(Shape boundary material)
■ ■ ■

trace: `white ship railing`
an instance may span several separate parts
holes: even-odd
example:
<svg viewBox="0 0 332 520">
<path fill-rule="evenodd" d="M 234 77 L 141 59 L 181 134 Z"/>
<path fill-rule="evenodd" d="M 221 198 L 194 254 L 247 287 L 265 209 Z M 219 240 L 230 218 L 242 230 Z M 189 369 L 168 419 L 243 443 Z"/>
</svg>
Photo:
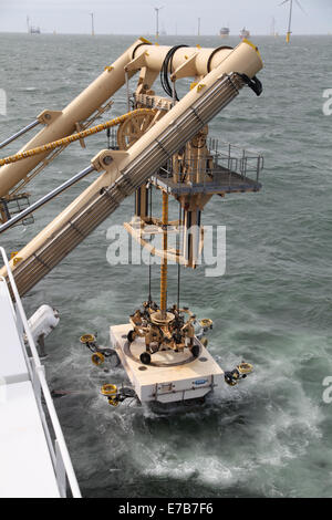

■ ■ ■

### WHAT YOU HAVE TO DO
Substitute "disjoint pieces" for "separate parts" in the material above and reproduce it with no other change, omitting the picture.

### EXERCISE ANSWER
trace: `white ship railing`
an instance may span several disjoint pieces
holes: even-odd
example:
<svg viewBox="0 0 332 520">
<path fill-rule="evenodd" d="M 234 77 L 141 59 L 181 134 Z"/>
<path fill-rule="evenodd" d="M 221 198 L 194 254 L 247 287 L 265 209 Z M 219 240 L 230 218 L 242 230 Z M 189 369 L 168 419 L 243 443 Z"/>
</svg>
Photo:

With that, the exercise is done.